┌─ Material for this task

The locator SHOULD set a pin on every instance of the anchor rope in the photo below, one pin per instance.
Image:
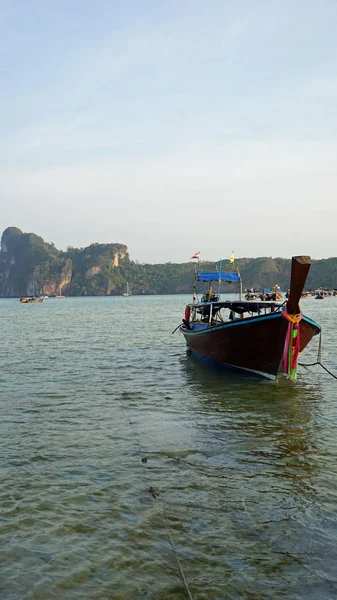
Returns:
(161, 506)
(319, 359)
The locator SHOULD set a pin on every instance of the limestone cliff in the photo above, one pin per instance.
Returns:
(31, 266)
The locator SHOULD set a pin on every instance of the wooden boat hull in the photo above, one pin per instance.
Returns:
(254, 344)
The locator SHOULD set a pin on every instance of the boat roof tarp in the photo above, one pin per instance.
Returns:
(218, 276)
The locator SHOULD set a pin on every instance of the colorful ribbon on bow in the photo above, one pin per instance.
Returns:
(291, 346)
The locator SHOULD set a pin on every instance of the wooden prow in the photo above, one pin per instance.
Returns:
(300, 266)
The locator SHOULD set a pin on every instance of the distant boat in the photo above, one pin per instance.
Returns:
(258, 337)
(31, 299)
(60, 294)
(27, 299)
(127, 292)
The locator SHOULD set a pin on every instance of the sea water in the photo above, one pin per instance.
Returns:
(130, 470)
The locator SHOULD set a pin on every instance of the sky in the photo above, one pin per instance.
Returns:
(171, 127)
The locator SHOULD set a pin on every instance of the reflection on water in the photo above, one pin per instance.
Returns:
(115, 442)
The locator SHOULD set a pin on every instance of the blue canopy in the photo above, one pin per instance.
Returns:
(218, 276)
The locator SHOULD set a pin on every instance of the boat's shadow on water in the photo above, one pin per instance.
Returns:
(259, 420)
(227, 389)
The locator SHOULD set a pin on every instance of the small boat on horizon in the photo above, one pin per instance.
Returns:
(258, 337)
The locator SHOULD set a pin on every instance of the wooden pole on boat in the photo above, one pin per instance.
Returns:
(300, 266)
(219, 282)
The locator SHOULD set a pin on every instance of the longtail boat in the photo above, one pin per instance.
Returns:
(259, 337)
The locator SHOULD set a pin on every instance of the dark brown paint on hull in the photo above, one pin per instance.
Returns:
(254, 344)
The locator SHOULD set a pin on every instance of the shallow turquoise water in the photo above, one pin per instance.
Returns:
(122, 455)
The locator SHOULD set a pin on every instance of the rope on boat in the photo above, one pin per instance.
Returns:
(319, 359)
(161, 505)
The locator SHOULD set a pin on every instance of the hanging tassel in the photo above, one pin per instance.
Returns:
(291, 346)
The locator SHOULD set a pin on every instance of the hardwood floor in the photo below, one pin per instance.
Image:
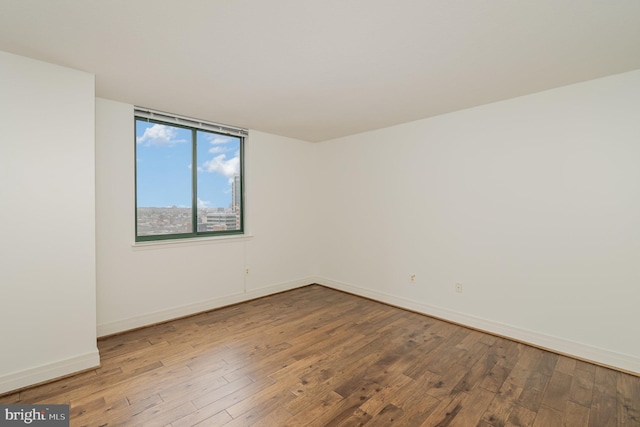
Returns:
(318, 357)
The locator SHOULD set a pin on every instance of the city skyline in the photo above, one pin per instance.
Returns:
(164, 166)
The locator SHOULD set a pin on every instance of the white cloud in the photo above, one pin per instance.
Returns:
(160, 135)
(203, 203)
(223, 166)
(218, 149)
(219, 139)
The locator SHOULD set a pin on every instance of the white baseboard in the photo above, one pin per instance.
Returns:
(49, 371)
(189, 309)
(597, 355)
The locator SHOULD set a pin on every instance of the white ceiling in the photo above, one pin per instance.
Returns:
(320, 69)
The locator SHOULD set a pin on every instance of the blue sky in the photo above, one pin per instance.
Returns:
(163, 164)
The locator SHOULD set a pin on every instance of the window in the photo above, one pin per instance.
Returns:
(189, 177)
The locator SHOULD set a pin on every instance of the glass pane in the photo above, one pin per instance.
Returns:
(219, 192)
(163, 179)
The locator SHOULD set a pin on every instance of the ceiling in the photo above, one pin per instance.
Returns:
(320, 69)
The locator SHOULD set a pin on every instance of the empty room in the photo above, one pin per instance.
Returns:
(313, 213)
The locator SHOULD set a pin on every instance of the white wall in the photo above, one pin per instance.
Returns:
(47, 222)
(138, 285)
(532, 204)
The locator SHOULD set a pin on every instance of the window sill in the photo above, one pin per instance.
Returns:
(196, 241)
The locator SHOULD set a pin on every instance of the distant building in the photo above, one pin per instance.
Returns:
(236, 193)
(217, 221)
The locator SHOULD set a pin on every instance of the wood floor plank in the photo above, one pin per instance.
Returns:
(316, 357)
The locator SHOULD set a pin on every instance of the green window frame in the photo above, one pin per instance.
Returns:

└─

» What is asked: In every row above, swap "locator" for "annotator" and leave the rest of each row unchanged. Give all the rows again with the pictures left out.

» Problem solution:
The annotator SHOULD set a pin on every instance of the anchor rope in the photo below, one pin per instance.
Image:
Returns:
(161, 506)
(319, 359)
The annotator SHOULD set a pin on every instance of the limestone cliff in the photo above, one pin per instance.
Returns:
(31, 266)
The annotator SHOULD set a pin on every instance of the wooden boat hull in the photo above, one pin per instance.
Returns:
(254, 344)
The annotator SHOULD set a pin on every instance of the boat roof tarp in the photo above, one pin per instance.
Returns:
(218, 276)
The annotator SHOULD set a pin on every instance of the colorful ribbon on bow in the photo above, one pin per instance.
Returns:
(291, 346)
The annotator SHOULD set a pin on every instance of the wooden prow in the photo above, one pin per instance.
Returns:
(300, 266)
The annotator SHOULD set a pin on every instance of the distant boat in the photo above, one pin per instance.
Returns:
(258, 337)
(31, 299)
(60, 294)
(27, 299)
(127, 292)
The annotator SHOULD set a pin on every instance of the sea water in the photo above, one pin per instance.
Returns:
(130, 470)
The annotator SHOULD set a pin on every instance of the sky in the photo above, one pin per instance.
Returns:
(171, 127)
The annotator SHOULD set a pin on every instance of the reflection on water in the photo above, one pin per instance.
Returns:
(115, 442)
The annotator SHOULD set a pin on every instance of the blue canopy in the photo above, one pin per instance.
Returns:
(218, 276)
The annotator SHOULD set a pin on every instance of the boat's shadow on water in the photo above, one pin per instance.
Returns:
(259, 420)
(227, 389)
The annotator SHOULD set a pin on every instance of the small boat on horizon in the photo above, one pin per instance.
Returns:
(258, 337)
The annotator SHOULD set a pin on every instance of the wooden pole on boat in the photo above, one pin per instance.
Returns:
(300, 266)
(219, 282)
The annotator SHOULD set a pin on every instance of the longtail boat in the photo above, one pin per instance.
Returns:
(259, 337)
The annotator SHOULD set a pin on every instance of the dark brown paint on hull in the photo above, one pin per instance.
Returns:
(254, 344)
The annotator SHOULD set a pin on every instance of the shallow turquoise water in the photo above, one pin per instance.
Returns:
(122, 455)
The annotator SHOULD set a pin on every instance of the rope on boat in the photo above, one pin per instance.
Returns:
(319, 359)
(161, 505)
The annotator SHOULD set a pin on every instance of the hanging tassel in the photo above, one pin per instance.
Returns:
(291, 346)
The annotator SHOULD set a pin on every instance of the hardwood floor in the photo below, one pin per instance.
Image:
Returns:
(318, 357)
The annotator SHOULD set a pin on every instance of the city skyline in the photo above, one pin per instance.
Returns:
(164, 166)
The annotator SHOULD set a pin on every instance of the white cloud in the photo above, one pin per instance.
Returns:
(160, 135)
(203, 203)
(223, 166)
(218, 149)
(219, 139)
The annotator SHOULD set a pin on every instance of the white baseboard in the photo above, one pin per instance.
Returns:
(49, 371)
(189, 309)
(597, 355)
The annotator SHOULD set a pin on every instance of the white ceiling in the photo above, one pin per instance.
Returns:
(320, 69)
The annotator SHOULD set a pin on every instance of the blue sky in the photo above, one pin per instance.
Returns:
(163, 164)
The annotator SHOULD set a pin on every instance of the window in the photo above, one pin per instance.
Returns:
(189, 177)
The annotator SHOULD set a pin on every instance of the glass pane in the photo above, one pin per instance.
Returns:
(219, 192)
(163, 179)
The annotator SHOULD set a pin on every instance of the ceiling in the photo above, one pin per instance.
Returns:
(320, 69)
The annotator SHOULD set a pin on every instance of the empty room in the photo above, one pin per instance.
Returns:
(313, 213)
The annotator SHOULD set a pin on every instance of the white wall in the photo above, one pin per instance.
Returns:
(47, 222)
(138, 285)
(532, 204)
The annotator SHOULD set a pin on every instance of the window sill in the photo above, one pin per instance.
Returns:
(196, 241)
The annotator SHOULD set a pin on every instance of the distant building in the photo above, one pin per instance.
Returns:
(236, 193)
(217, 221)
The annotator SHOULD set a pin on every instance of the wood floor plank in the photo above, one pin per instance.
Returns:
(316, 357)
The annotator SHOULD set a pin on every instance of the green window frame in the photo above, one pin per instance.
Returns:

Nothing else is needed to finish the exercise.